§ **What to work on**: Write out each record again exactly as it stands.

Collected data entries
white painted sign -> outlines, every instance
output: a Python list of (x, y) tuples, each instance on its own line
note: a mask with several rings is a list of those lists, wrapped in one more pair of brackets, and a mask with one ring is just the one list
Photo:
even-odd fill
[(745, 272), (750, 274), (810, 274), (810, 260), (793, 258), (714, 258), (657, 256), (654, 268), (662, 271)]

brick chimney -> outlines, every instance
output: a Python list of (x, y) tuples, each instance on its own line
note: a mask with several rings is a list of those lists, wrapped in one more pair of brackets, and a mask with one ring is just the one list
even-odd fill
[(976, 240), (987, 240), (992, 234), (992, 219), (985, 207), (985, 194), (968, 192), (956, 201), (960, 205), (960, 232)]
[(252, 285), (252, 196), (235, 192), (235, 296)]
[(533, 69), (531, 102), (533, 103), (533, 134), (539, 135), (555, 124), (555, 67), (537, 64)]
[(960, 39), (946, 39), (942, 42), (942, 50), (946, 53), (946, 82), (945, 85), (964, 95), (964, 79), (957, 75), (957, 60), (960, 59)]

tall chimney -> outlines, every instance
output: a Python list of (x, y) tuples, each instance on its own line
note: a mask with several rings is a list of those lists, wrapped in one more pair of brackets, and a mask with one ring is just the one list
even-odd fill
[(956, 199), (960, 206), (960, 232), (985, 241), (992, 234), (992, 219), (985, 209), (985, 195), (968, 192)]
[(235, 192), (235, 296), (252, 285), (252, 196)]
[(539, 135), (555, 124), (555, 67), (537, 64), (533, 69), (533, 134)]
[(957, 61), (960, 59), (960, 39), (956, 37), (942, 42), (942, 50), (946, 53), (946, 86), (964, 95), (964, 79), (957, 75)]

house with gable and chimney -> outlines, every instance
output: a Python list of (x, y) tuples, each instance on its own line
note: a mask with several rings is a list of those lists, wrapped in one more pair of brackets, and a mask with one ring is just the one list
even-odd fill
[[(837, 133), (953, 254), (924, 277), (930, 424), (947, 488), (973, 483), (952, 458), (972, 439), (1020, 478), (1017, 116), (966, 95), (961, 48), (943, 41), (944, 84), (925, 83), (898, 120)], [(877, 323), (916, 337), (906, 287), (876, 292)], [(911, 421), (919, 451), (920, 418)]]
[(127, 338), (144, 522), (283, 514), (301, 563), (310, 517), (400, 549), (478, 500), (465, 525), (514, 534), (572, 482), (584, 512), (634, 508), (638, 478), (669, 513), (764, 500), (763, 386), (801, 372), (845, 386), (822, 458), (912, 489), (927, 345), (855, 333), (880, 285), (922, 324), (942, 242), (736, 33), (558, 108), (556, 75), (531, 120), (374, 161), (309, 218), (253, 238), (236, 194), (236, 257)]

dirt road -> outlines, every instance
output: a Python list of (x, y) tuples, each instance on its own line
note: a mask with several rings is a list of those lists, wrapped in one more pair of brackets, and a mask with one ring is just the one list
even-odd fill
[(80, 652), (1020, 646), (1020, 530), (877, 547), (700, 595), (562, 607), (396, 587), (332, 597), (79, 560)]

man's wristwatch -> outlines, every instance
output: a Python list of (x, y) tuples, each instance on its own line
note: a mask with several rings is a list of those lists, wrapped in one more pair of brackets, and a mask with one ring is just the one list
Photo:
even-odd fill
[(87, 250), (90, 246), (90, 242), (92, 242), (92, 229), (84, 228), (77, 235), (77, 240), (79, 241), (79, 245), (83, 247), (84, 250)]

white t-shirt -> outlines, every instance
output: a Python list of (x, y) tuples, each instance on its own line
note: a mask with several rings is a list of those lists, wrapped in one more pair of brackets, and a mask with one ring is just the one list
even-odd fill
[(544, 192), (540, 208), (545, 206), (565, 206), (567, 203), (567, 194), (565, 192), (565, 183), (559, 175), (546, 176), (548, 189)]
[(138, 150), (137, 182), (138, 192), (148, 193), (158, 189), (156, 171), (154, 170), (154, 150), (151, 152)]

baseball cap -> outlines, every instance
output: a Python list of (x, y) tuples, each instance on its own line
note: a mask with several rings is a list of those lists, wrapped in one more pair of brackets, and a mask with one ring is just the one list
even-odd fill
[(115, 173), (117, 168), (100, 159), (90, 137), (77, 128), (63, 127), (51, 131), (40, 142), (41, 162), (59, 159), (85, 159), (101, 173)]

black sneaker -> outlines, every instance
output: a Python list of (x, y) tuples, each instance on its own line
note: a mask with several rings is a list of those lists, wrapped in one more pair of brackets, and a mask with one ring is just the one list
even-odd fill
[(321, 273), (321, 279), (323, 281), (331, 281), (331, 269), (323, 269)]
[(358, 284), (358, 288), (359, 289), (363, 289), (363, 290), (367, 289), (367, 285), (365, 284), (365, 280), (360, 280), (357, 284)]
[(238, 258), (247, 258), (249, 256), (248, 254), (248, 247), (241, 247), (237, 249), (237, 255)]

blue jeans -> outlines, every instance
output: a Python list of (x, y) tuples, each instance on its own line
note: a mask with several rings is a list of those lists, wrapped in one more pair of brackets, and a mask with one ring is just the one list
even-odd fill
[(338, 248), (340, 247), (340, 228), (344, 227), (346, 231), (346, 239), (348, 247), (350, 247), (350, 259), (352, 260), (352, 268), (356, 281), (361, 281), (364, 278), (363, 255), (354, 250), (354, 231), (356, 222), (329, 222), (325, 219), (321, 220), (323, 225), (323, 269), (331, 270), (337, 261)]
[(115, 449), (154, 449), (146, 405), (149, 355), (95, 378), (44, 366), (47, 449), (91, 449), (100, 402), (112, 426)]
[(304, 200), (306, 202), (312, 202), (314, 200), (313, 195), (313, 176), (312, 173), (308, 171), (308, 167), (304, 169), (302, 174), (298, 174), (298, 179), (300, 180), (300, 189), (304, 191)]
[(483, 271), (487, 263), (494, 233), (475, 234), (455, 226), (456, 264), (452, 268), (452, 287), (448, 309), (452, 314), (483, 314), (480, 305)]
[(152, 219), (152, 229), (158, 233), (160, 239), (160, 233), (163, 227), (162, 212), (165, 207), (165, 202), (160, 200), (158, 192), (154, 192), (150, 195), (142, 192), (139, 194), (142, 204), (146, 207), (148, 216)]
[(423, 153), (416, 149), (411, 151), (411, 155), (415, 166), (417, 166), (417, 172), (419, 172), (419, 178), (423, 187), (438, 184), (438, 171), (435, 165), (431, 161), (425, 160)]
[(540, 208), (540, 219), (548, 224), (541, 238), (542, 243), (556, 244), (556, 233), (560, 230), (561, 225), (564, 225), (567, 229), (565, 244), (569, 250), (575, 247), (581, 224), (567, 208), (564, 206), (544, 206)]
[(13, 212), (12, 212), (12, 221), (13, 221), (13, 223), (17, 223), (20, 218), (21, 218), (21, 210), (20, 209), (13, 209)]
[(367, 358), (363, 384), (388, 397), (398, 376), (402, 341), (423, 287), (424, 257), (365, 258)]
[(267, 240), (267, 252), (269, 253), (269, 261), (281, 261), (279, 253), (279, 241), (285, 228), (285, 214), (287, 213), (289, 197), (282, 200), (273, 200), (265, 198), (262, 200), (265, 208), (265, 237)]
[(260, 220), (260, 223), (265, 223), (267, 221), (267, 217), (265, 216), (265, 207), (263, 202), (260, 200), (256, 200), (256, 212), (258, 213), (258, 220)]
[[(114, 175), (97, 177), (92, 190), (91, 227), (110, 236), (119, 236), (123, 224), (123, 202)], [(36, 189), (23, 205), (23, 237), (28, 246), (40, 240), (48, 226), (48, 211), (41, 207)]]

§ **Expected output**:
white painted sign -> outlines, every instance
output: a Python list of (x, y) tuples, each instance on its own line
note: a mask with several rings is a list of those lists, wrapped in one more pair of brackets, and a mask with one ring is just the one list
Photo:
even-odd fill
[(745, 272), (750, 274), (810, 274), (810, 260), (793, 258), (714, 258), (657, 256), (654, 268), (662, 271)]

brick chimney -> outlines, every instance
output: a Python list of (x, y) tuples, each instance on its own line
note: a mask with several rings is a list of those lists, wrapped in one more pair of brackets, and a mask with one ring is just the one list
even-odd fill
[(976, 240), (987, 240), (992, 234), (992, 219), (985, 207), (985, 194), (968, 192), (956, 201), (960, 205), (960, 232)]
[(252, 285), (252, 196), (235, 192), (235, 296)]
[(533, 69), (531, 102), (533, 103), (533, 134), (539, 135), (555, 124), (555, 67), (537, 64)]
[(960, 39), (946, 39), (942, 42), (942, 50), (946, 53), (946, 82), (945, 85), (964, 95), (964, 79), (957, 75), (957, 60), (960, 59)]

tall chimney -> outlines, every instance
output: a Python list of (x, y) tuples, each instance on its own line
note: a mask with several rings is a list of those lists, wrapped in one more pair of brackets, and a mask with one ring is just the one list
even-odd fill
[(956, 199), (960, 206), (960, 232), (985, 241), (992, 234), (992, 219), (985, 209), (985, 195), (968, 192)]
[(235, 192), (235, 296), (252, 285), (252, 196)]
[(539, 135), (555, 124), (555, 67), (537, 64), (533, 69), (533, 134)]
[(957, 61), (960, 59), (960, 39), (956, 37), (942, 42), (942, 50), (946, 53), (946, 86), (964, 95), (964, 79), (957, 75)]

house with gable and chimney -> outlines, every instance
output: a Python list of (x, y) tuples, each instance on its own line
note: a mask with several rings is a list of those lists, wrapped in one more pair of brackets, and a mask with one ring is just the one list
even-odd fill
[[(837, 133), (953, 254), (924, 277), (930, 424), (947, 488), (973, 483), (952, 458), (972, 439), (1020, 478), (1017, 116), (966, 95), (961, 48), (943, 41), (944, 84), (925, 83), (898, 120)], [(877, 323), (916, 337), (906, 287), (876, 292)], [(911, 421), (919, 451), (920, 418)]]
[(127, 338), (144, 522), (283, 514), (301, 563), (310, 517), (400, 549), (478, 500), (465, 525), (514, 534), (572, 482), (584, 512), (634, 508), (638, 478), (669, 513), (764, 500), (763, 386), (801, 372), (845, 386), (822, 458), (912, 489), (927, 345), (855, 333), (880, 285), (922, 324), (942, 242), (736, 33), (558, 108), (556, 75), (531, 120), (374, 161), (309, 218), (253, 238), (236, 194), (236, 257)]

dirt road -> outlines, every instance
output: a Python list of (x, y) tuples, each instance on its own line
note: a mask with several rings is a list of those lists, wrapped in one more pair of brackets, and a mask with one ring is just the one list
even-odd fill
[(80, 652), (1020, 646), (1020, 530), (877, 547), (700, 595), (562, 607), (396, 587), (332, 597), (79, 560)]

man's wristwatch -> outlines, every instance
output: a Python list of (x, y) tuples, each instance on its own line
note: a mask with several rings is a list of those lists, wrapped in one more pair of brackets, and a mask with one ring is just the one list
Photo:
even-odd fill
[(87, 250), (90, 246), (90, 242), (92, 242), (92, 229), (84, 228), (77, 235), (77, 240), (79, 241), (79, 245), (83, 247), (84, 250)]

white t-shirt -> outlines, every instance
output: a Python list of (x, y) tuples, each instance on its own line
note: a mask with several rings is a list of those lists, wrapped in one more pair of brackets, and a mask with one ring is just the one list
even-odd fill
[(544, 192), (540, 208), (545, 206), (565, 206), (567, 203), (567, 194), (565, 192), (565, 183), (559, 175), (546, 176), (548, 189)]
[(138, 150), (137, 182), (138, 192), (148, 193), (158, 189), (156, 171), (154, 170), (154, 150), (151, 152)]

baseball cap -> outlines, every instance
output: a Python list of (x, y) tuples, each instance on its own line
note: a mask with several rings is a list of those lists, wrapped in one more pair of brackets, and a mask with one ring is just the one list
even-odd fill
[(115, 173), (117, 168), (100, 159), (90, 137), (77, 128), (63, 127), (51, 131), (40, 142), (41, 162), (59, 159), (85, 159), (101, 173)]

black sneaker -> outlines, every instance
output: a Python list of (x, y) tuples, each instance on its own line
note: a mask with several rings is a list of those lists, wrapped in one more pair of brackets, and a mask with one ring is just the one list
even-odd fill
[(321, 273), (321, 279), (323, 281), (331, 281), (331, 269), (323, 269)]
[(358, 284), (358, 288), (359, 289), (363, 289), (363, 290), (367, 289), (367, 285), (365, 284), (365, 280), (360, 280), (357, 284)]
[(238, 258), (247, 258), (249, 256), (248, 254), (248, 247), (241, 247), (237, 249), (237, 255)]

blue jeans -> outlines, every instance
output: a Python list of (x, y) tuples, each instance on its own line
note: a mask with several rings is a list of those lists, wrapped in one more pair of brackets, and a mask with one ring is just the one list
even-odd fill
[(338, 248), (340, 247), (340, 228), (344, 227), (346, 231), (346, 239), (348, 247), (350, 247), (350, 259), (352, 260), (352, 268), (356, 281), (361, 281), (364, 278), (363, 255), (354, 250), (354, 231), (356, 222), (329, 222), (325, 219), (321, 220), (323, 225), (323, 269), (331, 270), (337, 261)]
[(115, 449), (154, 449), (146, 405), (149, 355), (95, 378), (44, 366), (47, 449), (91, 449), (100, 402), (112, 426)]
[(304, 200), (306, 202), (312, 202), (314, 200), (313, 195), (313, 176), (312, 173), (308, 171), (308, 167), (304, 169), (302, 174), (298, 174), (298, 179), (300, 180), (300, 189), (304, 191)]
[(483, 271), (487, 263), (494, 233), (475, 234), (455, 226), (456, 264), (452, 268), (452, 287), (448, 309), (452, 314), (483, 314), (480, 305)]
[(152, 219), (152, 229), (158, 233), (160, 239), (160, 233), (163, 227), (162, 212), (165, 207), (165, 202), (160, 200), (158, 192), (154, 192), (150, 195), (142, 192), (139, 194), (142, 204), (146, 207), (148, 216)]
[(423, 153), (416, 149), (411, 151), (411, 155), (415, 166), (417, 166), (417, 172), (419, 172), (419, 178), (423, 187), (438, 184), (438, 171), (435, 165), (431, 161), (425, 160)]
[(540, 208), (540, 219), (548, 224), (541, 238), (542, 243), (556, 244), (556, 233), (560, 230), (561, 225), (564, 225), (567, 229), (565, 244), (569, 250), (575, 247), (581, 224), (567, 208), (564, 206), (544, 206)]
[(13, 212), (12, 212), (12, 221), (13, 221), (13, 223), (17, 223), (20, 218), (21, 218), (21, 210), (20, 209), (13, 209)]
[(367, 358), (363, 384), (388, 397), (398, 376), (402, 341), (423, 287), (424, 257), (365, 258)]
[(267, 240), (267, 252), (269, 253), (269, 261), (281, 261), (279, 253), (279, 241), (285, 228), (285, 214), (287, 213), (289, 197), (282, 200), (273, 200), (265, 198), (262, 200), (265, 208), (265, 237)]
[(260, 220), (260, 223), (265, 223), (267, 221), (267, 217), (265, 216), (265, 207), (263, 202), (260, 200), (256, 200), (256, 212), (258, 213), (258, 220)]
[[(114, 175), (97, 177), (92, 190), (91, 227), (110, 236), (119, 236), (123, 224), (123, 202)], [(36, 189), (23, 205), (23, 237), (28, 246), (40, 240), (48, 226), (48, 211), (41, 207)]]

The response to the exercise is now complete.